_Text to read_:
* BEGIN *

If you only focussed on end to end tests, you’d need to fly the plane to check the individual units and components actually work (which is expensive and slow), and even then, if/when it crashed, you’d need to examine the black-box to hopefully understand which unit or component didn’t work, as we currently do when end-to-end tests fail.

But, obviously we don’t need to choose just one. And that’s exactly what Airbus does when it’s designing and building the new Airbus A350:

As with any new plane, the early design phases were riddled with uncertainty. Would the materials be light enough and strong enough? Would the components perform as Airbus desired? Would parts fit together? Would it fly the way simulations predicted? To produce a working aircraft, Airbus had to systematically eliminate those risks using a process it calls a “testing pyramid.” The fat end of the pyramid represents the beginning, when everything is unknown. By testing materials, then components, then systems, then the aircraft as a whole, ever-greater levels of complexity can be tamed. “The idea is to answer the big questions early and the little questions later,” says Stefan Schaffrath, Airbus’s vice president for media relations.

* END *

_Extracted records_:
* BEGIN *

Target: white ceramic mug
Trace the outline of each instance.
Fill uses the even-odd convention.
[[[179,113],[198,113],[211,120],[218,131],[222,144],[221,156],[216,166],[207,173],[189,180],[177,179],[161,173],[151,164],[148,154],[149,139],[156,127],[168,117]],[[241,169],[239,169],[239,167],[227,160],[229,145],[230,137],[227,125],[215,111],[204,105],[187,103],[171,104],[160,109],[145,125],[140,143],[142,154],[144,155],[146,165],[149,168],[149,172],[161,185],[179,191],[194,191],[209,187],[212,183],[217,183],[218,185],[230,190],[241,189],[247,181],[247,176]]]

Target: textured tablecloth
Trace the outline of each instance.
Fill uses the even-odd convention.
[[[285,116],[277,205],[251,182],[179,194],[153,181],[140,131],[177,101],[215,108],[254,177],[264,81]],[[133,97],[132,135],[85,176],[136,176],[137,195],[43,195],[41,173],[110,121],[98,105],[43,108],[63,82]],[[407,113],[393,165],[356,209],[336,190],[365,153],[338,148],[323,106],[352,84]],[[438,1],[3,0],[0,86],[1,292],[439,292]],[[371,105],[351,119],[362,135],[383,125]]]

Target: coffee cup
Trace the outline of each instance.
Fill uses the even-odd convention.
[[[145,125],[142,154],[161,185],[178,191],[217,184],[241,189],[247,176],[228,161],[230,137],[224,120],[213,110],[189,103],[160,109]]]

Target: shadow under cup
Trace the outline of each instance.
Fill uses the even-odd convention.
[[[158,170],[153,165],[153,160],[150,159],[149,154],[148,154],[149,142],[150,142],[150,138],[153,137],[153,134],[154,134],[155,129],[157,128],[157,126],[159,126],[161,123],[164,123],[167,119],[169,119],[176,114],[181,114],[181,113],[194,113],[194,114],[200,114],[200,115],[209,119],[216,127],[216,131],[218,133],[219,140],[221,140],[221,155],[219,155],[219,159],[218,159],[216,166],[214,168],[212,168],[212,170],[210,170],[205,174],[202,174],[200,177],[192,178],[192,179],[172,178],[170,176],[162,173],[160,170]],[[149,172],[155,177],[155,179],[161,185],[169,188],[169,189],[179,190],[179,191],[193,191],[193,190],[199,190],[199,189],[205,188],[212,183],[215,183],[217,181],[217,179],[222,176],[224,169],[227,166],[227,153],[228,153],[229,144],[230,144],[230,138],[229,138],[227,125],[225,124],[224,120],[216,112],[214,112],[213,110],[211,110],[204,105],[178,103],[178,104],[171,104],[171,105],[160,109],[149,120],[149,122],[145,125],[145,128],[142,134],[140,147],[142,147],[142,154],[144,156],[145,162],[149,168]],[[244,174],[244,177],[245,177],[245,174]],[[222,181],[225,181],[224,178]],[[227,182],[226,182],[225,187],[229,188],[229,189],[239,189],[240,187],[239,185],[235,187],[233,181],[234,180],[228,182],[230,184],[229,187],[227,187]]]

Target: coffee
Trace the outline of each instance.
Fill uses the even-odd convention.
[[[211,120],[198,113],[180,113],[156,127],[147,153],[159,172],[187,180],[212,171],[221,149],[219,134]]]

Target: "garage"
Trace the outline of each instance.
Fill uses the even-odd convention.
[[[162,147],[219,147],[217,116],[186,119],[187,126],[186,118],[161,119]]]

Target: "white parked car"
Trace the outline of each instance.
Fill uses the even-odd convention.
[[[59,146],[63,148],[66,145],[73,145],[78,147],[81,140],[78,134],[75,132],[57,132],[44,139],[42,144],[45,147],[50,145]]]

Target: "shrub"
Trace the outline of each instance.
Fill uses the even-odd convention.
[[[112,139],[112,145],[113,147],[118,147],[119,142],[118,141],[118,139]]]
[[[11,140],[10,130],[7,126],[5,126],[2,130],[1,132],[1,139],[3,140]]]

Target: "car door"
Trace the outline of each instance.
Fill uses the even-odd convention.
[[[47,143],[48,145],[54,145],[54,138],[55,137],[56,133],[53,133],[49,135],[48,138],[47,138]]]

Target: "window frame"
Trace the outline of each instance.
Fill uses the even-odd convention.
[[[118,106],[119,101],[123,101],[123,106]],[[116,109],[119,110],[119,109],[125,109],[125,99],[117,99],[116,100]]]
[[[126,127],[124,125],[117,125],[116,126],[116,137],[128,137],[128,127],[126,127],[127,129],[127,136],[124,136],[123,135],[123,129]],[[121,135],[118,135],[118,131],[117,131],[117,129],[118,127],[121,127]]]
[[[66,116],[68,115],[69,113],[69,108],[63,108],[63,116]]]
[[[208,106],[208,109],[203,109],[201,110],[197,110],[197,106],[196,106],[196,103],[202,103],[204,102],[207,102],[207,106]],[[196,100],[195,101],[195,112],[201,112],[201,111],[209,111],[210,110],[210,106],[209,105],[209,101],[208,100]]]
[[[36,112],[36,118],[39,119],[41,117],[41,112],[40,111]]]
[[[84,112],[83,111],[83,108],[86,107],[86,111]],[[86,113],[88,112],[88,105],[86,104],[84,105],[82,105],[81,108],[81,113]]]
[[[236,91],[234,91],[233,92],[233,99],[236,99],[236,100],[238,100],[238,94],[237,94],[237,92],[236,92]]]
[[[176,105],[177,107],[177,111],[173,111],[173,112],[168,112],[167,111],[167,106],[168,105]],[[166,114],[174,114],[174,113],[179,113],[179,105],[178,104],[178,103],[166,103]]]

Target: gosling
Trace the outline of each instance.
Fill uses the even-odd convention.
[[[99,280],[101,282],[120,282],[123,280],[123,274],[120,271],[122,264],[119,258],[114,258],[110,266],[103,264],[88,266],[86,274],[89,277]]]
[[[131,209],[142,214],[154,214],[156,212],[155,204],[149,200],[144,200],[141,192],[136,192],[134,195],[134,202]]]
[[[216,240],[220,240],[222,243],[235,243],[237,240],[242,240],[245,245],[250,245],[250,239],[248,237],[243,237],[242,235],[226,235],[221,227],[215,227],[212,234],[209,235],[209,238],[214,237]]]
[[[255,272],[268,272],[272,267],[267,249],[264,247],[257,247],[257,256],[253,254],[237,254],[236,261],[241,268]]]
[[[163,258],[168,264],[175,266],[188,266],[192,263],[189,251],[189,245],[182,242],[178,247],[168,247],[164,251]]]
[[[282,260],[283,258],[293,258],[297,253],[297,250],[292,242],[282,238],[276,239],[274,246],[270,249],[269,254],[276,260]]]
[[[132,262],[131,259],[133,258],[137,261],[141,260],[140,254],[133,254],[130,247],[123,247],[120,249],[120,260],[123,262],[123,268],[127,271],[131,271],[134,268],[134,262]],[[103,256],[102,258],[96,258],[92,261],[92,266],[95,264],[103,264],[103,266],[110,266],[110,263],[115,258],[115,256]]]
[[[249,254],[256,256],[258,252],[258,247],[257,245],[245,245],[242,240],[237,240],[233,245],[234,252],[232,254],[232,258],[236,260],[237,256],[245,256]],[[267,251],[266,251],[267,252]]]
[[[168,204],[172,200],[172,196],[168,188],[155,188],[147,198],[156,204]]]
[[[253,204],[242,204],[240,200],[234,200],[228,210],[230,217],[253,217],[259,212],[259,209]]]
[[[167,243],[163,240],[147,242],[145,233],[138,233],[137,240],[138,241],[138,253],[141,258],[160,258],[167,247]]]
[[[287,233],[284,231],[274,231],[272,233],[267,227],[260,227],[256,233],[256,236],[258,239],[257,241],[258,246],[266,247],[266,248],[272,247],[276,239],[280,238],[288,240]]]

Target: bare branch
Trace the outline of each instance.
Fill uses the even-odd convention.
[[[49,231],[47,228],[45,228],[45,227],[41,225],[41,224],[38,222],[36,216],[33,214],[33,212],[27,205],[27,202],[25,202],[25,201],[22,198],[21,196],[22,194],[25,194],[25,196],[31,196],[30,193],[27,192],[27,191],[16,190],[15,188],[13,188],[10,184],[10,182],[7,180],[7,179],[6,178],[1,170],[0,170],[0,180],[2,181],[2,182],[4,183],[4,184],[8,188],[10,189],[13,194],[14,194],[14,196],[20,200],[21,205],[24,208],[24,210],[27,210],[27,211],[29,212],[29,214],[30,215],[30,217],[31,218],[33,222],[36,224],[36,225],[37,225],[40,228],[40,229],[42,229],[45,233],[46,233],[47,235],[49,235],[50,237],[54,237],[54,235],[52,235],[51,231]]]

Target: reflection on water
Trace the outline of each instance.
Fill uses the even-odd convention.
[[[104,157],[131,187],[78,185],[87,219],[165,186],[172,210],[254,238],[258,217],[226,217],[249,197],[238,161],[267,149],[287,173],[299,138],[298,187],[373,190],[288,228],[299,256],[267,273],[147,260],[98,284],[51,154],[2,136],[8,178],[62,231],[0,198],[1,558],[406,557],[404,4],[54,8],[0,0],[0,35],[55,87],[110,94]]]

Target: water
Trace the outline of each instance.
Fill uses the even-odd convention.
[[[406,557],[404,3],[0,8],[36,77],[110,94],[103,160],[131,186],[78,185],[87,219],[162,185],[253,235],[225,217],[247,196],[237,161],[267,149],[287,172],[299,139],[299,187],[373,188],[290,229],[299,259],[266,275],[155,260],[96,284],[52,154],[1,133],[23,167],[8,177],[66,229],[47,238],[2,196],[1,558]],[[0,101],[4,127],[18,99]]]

* END *

_Problem requirements_:
In the passage on the Airbus testing pyramid, list in order the levels that Airbus tests, from the fat end of the pyramid upward.

_Solution_:
1. Materials
2. Components
3. Systems
4. The aircraft as a whole